WORK INSTRUCTIONS - Copy out word for word the part of the records that begins with the line containing "Tag every instance of the fingers" and continues through the end of the records, including that first line.

(Records from a data collection)
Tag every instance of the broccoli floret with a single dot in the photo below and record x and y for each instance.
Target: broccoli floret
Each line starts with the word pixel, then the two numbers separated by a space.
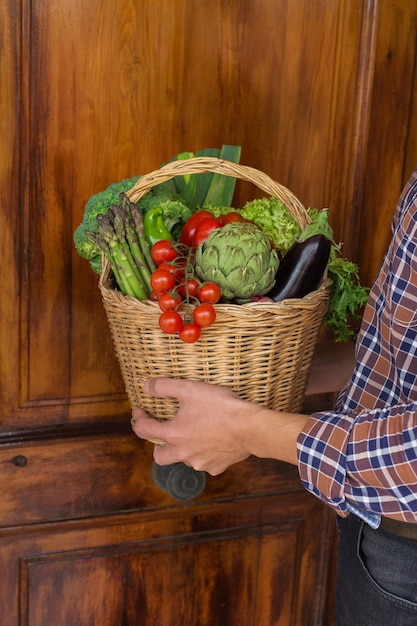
pixel 155 196
pixel 174 214
pixel 97 204
pixel 173 209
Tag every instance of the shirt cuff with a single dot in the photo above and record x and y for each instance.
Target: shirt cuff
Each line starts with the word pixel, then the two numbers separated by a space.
pixel 321 448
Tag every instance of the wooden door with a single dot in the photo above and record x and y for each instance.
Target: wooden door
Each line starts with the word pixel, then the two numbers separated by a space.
pixel 320 95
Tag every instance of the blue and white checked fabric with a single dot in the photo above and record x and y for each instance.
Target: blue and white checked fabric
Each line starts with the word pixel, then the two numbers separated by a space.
pixel 362 457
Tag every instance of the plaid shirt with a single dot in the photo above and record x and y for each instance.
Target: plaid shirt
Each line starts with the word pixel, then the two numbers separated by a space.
pixel 362 456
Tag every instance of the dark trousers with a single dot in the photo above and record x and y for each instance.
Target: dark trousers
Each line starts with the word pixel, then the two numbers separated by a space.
pixel 377 577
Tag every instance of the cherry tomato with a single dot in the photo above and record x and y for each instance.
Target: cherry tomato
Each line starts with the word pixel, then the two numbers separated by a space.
pixel 209 293
pixel 168 301
pixel 204 315
pixel 163 250
pixel 232 216
pixel 170 322
pixel 188 230
pixel 162 280
pixel 204 228
pixel 192 287
pixel 189 333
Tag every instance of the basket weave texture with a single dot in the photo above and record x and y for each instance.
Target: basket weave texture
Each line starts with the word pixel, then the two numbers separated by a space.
pixel 260 350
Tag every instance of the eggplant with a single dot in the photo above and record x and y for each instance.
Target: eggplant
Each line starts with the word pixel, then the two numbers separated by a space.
pixel 301 268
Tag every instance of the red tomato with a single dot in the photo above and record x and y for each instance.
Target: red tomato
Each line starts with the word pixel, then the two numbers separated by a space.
pixel 170 322
pixel 209 293
pixel 163 250
pixel 168 301
pixel 233 216
pixel 192 287
pixel 188 230
pixel 189 333
pixel 204 315
pixel 204 228
pixel 162 280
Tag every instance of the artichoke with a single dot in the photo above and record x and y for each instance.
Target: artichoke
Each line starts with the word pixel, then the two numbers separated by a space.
pixel 240 258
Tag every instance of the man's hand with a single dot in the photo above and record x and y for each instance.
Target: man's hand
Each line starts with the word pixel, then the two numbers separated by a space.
pixel 214 428
pixel 208 431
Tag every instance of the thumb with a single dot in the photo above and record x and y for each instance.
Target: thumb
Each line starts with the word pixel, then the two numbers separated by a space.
pixel 163 387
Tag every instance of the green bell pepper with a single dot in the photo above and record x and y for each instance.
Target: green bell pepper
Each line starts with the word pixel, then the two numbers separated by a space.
pixel 154 226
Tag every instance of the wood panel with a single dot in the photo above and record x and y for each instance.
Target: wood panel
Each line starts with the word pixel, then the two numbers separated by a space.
pixel 321 96
pixel 120 93
pixel 207 564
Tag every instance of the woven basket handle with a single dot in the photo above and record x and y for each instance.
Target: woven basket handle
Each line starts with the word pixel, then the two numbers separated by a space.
pixel 201 165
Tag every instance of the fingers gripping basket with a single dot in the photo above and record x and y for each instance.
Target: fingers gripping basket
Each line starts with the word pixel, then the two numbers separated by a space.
pixel 260 350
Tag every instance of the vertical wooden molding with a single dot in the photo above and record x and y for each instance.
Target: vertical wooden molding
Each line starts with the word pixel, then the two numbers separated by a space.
pixel 366 69
pixel 349 118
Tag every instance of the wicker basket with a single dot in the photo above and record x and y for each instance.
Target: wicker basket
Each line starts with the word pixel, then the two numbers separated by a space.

SOLUTION TO THIS PROBLEM -
Tag every instance of the fingers gripping basket with a single dot in the photo above and record x and y for each instance.
Target: fingers gripping basket
Each line starts with the word pixel, then the two numbers separated by a space.
pixel 260 350
Tag every instance of the vertical wooden molding with a single dot in the photo above and record x and y for each instance.
Target: vertical wooden molding
Each line starts with the word pixel, then the two numbers separated by a space.
pixel 366 69
pixel 349 118
Tag every instance of the wicker basket with a single dot in the photo above and record x and y for each instance.
Target: wicker basket
Each line starts with the word pixel, then the two numbers separated by a space.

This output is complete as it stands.